[Images for object localization]
:::::

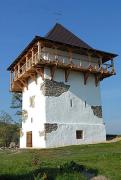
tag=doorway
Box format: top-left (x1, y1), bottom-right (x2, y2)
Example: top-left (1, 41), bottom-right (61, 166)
top-left (26, 131), bottom-right (32, 147)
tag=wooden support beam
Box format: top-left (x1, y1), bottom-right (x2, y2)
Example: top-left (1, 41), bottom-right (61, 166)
top-left (15, 81), bottom-right (23, 90)
top-left (94, 74), bottom-right (100, 87)
top-left (14, 66), bottom-right (18, 80)
top-left (19, 79), bottom-right (28, 90)
top-left (37, 41), bottom-right (41, 60)
top-left (50, 65), bottom-right (57, 80)
top-left (36, 67), bottom-right (44, 80)
top-left (26, 55), bottom-right (29, 70)
top-left (10, 71), bottom-right (13, 91)
top-left (31, 48), bottom-right (34, 65)
top-left (99, 74), bottom-right (104, 81)
top-left (83, 72), bottom-right (89, 85)
top-left (65, 69), bottom-right (70, 82)
top-left (18, 63), bottom-right (20, 76)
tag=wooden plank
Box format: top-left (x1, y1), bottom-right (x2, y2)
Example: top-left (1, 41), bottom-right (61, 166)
top-left (83, 72), bottom-right (89, 85)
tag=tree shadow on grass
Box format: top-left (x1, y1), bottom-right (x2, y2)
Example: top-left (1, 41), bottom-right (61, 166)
top-left (0, 161), bottom-right (98, 180)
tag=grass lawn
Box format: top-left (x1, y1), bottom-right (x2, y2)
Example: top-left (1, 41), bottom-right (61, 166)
top-left (0, 141), bottom-right (121, 180)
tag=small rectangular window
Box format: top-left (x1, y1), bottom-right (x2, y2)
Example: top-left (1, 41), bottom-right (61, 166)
top-left (31, 117), bottom-right (33, 123)
top-left (29, 96), bottom-right (35, 108)
top-left (76, 130), bottom-right (83, 139)
top-left (70, 99), bottom-right (73, 107)
top-left (85, 101), bottom-right (86, 108)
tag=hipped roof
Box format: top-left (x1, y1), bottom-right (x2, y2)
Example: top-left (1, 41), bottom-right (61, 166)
top-left (45, 23), bottom-right (92, 49)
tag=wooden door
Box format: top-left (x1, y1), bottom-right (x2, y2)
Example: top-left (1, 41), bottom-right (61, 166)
top-left (26, 131), bottom-right (32, 147)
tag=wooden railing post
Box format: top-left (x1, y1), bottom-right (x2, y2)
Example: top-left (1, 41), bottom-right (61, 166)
top-left (26, 55), bottom-right (28, 70)
top-left (14, 66), bottom-right (17, 80)
top-left (10, 70), bottom-right (12, 91)
top-left (31, 48), bottom-right (34, 65)
top-left (37, 41), bottom-right (41, 60)
top-left (68, 49), bottom-right (72, 64)
top-left (18, 63), bottom-right (20, 77)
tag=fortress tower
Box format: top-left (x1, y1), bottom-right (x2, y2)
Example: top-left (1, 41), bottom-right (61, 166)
top-left (7, 24), bottom-right (117, 148)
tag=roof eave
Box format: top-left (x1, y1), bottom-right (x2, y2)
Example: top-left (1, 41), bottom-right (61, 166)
top-left (7, 36), bottom-right (42, 71)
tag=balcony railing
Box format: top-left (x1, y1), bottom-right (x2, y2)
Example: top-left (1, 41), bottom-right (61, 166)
top-left (13, 51), bottom-right (114, 81)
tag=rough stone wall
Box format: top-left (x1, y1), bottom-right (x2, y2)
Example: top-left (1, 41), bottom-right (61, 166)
top-left (44, 123), bottom-right (58, 133)
top-left (91, 106), bottom-right (102, 118)
top-left (40, 79), bottom-right (70, 96)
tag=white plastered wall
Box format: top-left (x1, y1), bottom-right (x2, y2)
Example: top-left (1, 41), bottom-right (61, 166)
top-left (20, 75), bottom-right (46, 148)
top-left (20, 48), bottom-right (106, 148)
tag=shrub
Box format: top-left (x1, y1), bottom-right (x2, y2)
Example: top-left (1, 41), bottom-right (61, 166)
top-left (59, 161), bottom-right (84, 173)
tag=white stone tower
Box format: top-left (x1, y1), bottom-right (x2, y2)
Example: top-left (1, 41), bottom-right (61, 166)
top-left (8, 24), bottom-right (117, 148)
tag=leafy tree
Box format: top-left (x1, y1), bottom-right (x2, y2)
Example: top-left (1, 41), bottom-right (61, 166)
top-left (0, 111), bottom-right (13, 124)
top-left (0, 111), bottom-right (20, 147)
top-left (10, 92), bottom-right (22, 120)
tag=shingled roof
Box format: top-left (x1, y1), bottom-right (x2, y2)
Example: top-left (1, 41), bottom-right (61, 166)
top-left (45, 23), bottom-right (92, 49)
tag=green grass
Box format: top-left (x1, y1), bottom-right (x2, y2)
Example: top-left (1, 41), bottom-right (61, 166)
top-left (0, 141), bottom-right (121, 179)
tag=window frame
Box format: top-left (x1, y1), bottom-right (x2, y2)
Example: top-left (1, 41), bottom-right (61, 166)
top-left (29, 96), bottom-right (35, 108)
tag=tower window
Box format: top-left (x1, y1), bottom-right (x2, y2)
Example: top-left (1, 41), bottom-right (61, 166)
top-left (31, 117), bottom-right (33, 123)
top-left (70, 99), bottom-right (73, 107)
top-left (85, 101), bottom-right (86, 108)
top-left (76, 130), bottom-right (83, 139)
top-left (29, 96), bottom-right (35, 108)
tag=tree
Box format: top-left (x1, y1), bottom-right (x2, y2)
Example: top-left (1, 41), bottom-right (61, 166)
top-left (0, 111), bottom-right (13, 124)
top-left (0, 111), bottom-right (20, 147)
top-left (10, 93), bottom-right (22, 121)
top-left (0, 123), bottom-right (20, 147)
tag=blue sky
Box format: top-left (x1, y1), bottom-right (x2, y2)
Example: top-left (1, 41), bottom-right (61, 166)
top-left (0, 0), bottom-right (121, 134)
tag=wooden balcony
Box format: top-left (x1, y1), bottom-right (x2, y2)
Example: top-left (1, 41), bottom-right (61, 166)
top-left (10, 50), bottom-right (115, 92)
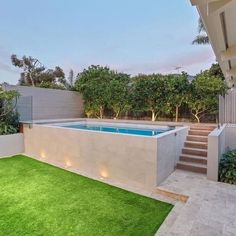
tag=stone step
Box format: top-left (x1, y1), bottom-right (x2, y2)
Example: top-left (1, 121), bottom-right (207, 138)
top-left (189, 130), bottom-right (211, 136)
top-left (184, 141), bottom-right (208, 149)
top-left (180, 154), bottom-right (207, 165)
top-left (190, 128), bottom-right (214, 132)
top-left (176, 161), bottom-right (207, 174)
top-left (190, 126), bottom-right (216, 131)
top-left (187, 135), bottom-right (208, 143)
top-left (182, 147), bottom-right (207, 157)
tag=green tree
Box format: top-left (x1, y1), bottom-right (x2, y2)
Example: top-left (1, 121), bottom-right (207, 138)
top-left (75, 65), bottom-right (114, 118)
top-left (208, 63), bottom-right (224, 79)
top-left (166, 73), bottom-right (190, 122)
top-left (11, 55), bottom-right (45, 87)
top-left (0, 87), bottom-right (19, 118)
top-left (107, 73), bottom-right (131, 118)
top-left (0, 86), bottom-right (20, 135)
top-left (188, 70), bottom-right (227, 123)
top-left (132, 74), bottom-right (170, 121)
top-left (11, 55), bottom-right (65, 89)
top-left (192, 17), bottom-right (209, 45)
top-left (64, 69), bottom-right (75, 90)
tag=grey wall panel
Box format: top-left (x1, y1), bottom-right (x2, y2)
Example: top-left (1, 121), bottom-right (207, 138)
top-left (4, 85), bottom-right (84, 121)
top-left (219, 88), bottom-right (236, 124)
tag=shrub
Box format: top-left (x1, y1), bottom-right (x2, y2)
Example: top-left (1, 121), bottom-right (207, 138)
top-left (219, 150), bottom-right (236, 184)
top-left (0, 87), bottom-right (19, 135)
top-left (0, 123), bottom-right (18, 135)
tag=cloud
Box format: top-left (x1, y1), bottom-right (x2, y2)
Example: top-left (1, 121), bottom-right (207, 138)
top-left (111, 48), bottom-right (216, 75)
top-left (61, 47), bottom-right (215, 76)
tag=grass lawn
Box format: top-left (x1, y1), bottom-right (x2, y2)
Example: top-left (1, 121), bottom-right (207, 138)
top-left (0, 155), bottom-right (173, 236)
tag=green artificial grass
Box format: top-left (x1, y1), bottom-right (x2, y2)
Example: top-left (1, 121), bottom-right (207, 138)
top-left (0, 155), bottom-right (173, 236)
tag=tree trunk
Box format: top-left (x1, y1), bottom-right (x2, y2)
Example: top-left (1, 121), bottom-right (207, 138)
top-left (114, 108), bottom-right (120, 119)
top-left (194, 114), bottom-right (200, 123)
top-left (175, 106), bottom-right (179, 122)
top-left (99, 106), bottom-right (104, 119)
top-left (29, 72), bottom-right (35, 87)
top-left (115, 111), bottom-right (120, 119)
top-left (151, 110), bottom-right (157, 121)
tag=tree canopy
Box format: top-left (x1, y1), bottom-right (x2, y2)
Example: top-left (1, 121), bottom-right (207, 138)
top-left (0, 86), bottom-right (20, 135)
top-left (131, 74), bottom-right (170, 121)
top-left (192, 17), bottom-right (210, 45)
top-left (75, 65), bottom-right (118, 118)
top-left (11, 55), bottom-right (66, 89)
top-left (166, 73), bottom-right (190, 122)
top-left (74, 64), bottom-right (227, 123)
top-left (187, 70), bottom-right (227, 122)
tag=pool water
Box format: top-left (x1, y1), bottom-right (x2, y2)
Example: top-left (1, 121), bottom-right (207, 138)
top-left (61, 124), bottom-right (173, 137)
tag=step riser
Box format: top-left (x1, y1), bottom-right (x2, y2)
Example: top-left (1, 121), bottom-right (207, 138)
top-left (182, 148), bottom-right (207, 157)
top-left (180, 156), bottom-right (207, 165)
top-left (184, 142), bottom-right (207, 149)
top-left (189, 130), bottom-right (210, 136)
top-left (187, 136), bottom-right (208, 143)
top-left (176, 163), bottom-right (207, 174)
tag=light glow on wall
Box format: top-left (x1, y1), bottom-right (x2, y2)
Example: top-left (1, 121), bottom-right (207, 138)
top-left (40, 151), bottom-right (46, 158)
top-left (100, 169), bottom-right (109, 179)
top-left (65, 160), bottom-right (72, 167)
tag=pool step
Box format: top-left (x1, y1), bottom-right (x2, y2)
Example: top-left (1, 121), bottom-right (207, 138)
top-left (176, 161), bottom-right (207, 174)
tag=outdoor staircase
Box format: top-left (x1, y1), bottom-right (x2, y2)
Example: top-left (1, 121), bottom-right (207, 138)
top-left (176, 125), bottom-right (216, 174)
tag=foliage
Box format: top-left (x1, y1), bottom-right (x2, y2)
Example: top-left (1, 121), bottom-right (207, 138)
top-left (64, 69), bottom-right (76, 90)
top-left (192, 17), bottom-right (209, 45)
top-left (39, 81), bottom-right (66, 90)
top-left (0, 87), bottom-right (20, 135)
top-left (219, 150), bottom-right (236, 184)
top-left (75, 65), bottom-right (115, 118)
top-left (131, 74), bottom-right (170, 121)
top-left (74, 63), bottom-right (227, 122)
top-left (187, 69), bottom-right (227, 123)
top-left (11, 55), bottom-right (66, 89)
top-left (166, 73), bottom-right (190, 122)
top-left (208, 63), bottom-right (224, 79)
top-left (107, 73), bottom-right (131, 118)
top-left (0, 122), bottom-right (18, 135)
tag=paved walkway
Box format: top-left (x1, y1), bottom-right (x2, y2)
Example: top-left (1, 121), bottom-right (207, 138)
top-left (154, 170), bottom-right (236, 236)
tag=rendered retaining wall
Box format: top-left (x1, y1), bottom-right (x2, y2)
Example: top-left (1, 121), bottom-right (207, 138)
top-left (0, 133), bottom-right (24, 157)
top-left (207, 125), bottom-right (226, 181)
top-left (23, 123), bottom-right (188, 191)
top-left (207, 124), bottom-right (236, 181)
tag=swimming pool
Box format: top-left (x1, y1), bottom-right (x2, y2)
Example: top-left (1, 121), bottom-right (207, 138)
top-left (58, 123), bottom-right (173, 137)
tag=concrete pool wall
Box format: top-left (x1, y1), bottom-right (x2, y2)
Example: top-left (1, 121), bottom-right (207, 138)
top-left (23, 123), bottom-right (188, 190)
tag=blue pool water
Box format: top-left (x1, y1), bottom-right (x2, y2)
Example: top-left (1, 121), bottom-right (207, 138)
top-left (61, 123), bottom-right (173, 137)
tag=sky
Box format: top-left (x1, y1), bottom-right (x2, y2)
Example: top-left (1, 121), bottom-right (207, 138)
top-left (0, 0), bottom-right (216, 84)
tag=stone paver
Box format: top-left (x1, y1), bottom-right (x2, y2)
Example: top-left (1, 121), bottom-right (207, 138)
top-left (154, 170), bottom-right (236, 236)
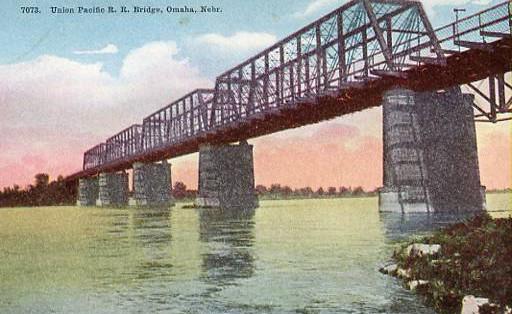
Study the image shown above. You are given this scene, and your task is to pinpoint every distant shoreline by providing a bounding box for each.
[0,189,510,209]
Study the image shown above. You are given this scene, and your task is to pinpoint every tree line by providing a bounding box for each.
[0,176,378,207]
[255,184,378,199]
[170,182,378,201]
[0,174,77,208]
[4,175,509,207]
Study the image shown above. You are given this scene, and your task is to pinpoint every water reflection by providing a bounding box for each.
[130,208,173,280]
[89,209,130,243]
[198,207,256,287]
[380,212,478,241]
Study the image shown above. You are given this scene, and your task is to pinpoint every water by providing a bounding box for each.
[0,195,510,313]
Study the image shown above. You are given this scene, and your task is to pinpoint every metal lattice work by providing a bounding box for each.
[213,0,444,123]
[141,89,215,151]
[75,0,512,175]
[437,1,512,122]
[435,2,512,54]
[83,143,107,170]
[105,124,143,163]
[465,74,512,123]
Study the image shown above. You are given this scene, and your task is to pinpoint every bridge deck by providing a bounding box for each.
[67,36,511,181]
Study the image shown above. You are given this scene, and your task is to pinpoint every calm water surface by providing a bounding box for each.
[0,194,510,313]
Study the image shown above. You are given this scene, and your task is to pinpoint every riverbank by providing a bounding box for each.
[382,214,512,313]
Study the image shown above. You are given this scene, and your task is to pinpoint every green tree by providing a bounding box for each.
[255,185,268,195]
[172,181,188,199]
[34,173,49,188]
[352,186,365,196]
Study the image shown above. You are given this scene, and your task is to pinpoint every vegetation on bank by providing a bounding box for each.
[390,214,512,313]
[0,177,380,207]
[0,174,77,207]
[486,188,512,194]
[168,183,378,203]
[255,184,377,199]
[1,174,511,207]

:::::

### What this task involves
Respond with only the number of lines in the records that include the word "stone".

### Solution for this task
4